## SET OF TASKS
1: Transcribe the interview summary on Gabriel Abend between "Gabriel Abend discusses" and "the moral background.", inclusive.
2: According to the interview summary on Gabriel Abend, through how many dimensions does the moral background support first-order morality?

-- START TEXT PASSAGE --

Interview with Gabriel Abend “The Moral Background Makes the Playof Life Possible” (interviewed by Elena Gudova)

2016. Т. 17. № 4. С. 204–215 [содержание номера]

Gabriel Abend discusses his interest in the sociology of morality and the main ideas of his book The Moral Background: An Inquiry into the History of Business Ethics [Abend 2014]. According to Abend, the business ethics discipline and its growing popularity at business schools deals not only with the tension between making money and being ethical, but with the preconditions which enable moral life: the moral background.
Abend states that studying moralities and moral action in the social sciences is usually viewed through the lens of the first one, behavioral level, and the second one, normative level (moral and immoral behavior and norms, respectively), which, taken together, constitute first-order morality. Abend also points out that the “moral background” should be suggested as the third level, or second-order morality, which underlies and supports first-order morality through six dimensions. These include: the reasons for first-level morality support, the existing concepts repertoire, the subject of the moral evaluation, proper moral methods, the objectiveness of morality, and metaphysical conceptions. Some of these dimensions have a society-level organization, such as the conceptual repertoire for speaking about moralities in different languages, and some dimensions have an individual-level organization, such as the objectivity or relativity of first-order morality.

-- END TEXT PASSAGE --
-- START GIVEN INFORMATION --

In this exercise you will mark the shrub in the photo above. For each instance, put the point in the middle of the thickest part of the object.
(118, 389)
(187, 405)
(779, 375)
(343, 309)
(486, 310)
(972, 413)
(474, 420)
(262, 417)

-- END GIVEN INFORMATION --
-- START GIVEN INFORMATION --

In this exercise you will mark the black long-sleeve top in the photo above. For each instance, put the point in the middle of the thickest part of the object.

-- END GIVEN INFORMATION --
-- START GIVEN INFORMATION --

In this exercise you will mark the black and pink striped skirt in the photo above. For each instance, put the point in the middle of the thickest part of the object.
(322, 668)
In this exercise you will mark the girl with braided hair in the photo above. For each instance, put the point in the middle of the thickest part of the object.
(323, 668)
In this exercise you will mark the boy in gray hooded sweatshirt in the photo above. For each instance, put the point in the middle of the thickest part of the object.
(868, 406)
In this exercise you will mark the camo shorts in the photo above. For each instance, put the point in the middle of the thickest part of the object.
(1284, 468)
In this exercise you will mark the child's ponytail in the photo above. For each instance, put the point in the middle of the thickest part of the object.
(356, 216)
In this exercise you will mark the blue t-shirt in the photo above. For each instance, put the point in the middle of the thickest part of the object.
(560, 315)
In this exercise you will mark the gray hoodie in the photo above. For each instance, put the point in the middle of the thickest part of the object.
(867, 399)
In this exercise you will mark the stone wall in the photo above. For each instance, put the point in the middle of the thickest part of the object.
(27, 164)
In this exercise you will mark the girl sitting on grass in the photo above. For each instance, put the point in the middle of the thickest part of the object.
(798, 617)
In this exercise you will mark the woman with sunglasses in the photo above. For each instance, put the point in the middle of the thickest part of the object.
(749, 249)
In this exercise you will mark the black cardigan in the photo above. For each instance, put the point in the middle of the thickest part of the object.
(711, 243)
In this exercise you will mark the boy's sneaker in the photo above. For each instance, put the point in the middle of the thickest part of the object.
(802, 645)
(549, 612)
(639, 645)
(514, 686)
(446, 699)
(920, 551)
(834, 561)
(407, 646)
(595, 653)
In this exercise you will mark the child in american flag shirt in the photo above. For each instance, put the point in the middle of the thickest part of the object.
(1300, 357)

-- END GIVEN INFORMATION --

## THE REPLIES
1:
Gabriel Abend discusses his interest in the sociology of morality and the main ideas of his book The Moral Background: An Inquiry into the History of Business Ethics [Abend 2014]. According to Abend, the business ethics discipline and its growing popularity at business schools deals not only with the tension between making money and being ethical, but with the preconditions which enable moral life: the moral background.

2: Six.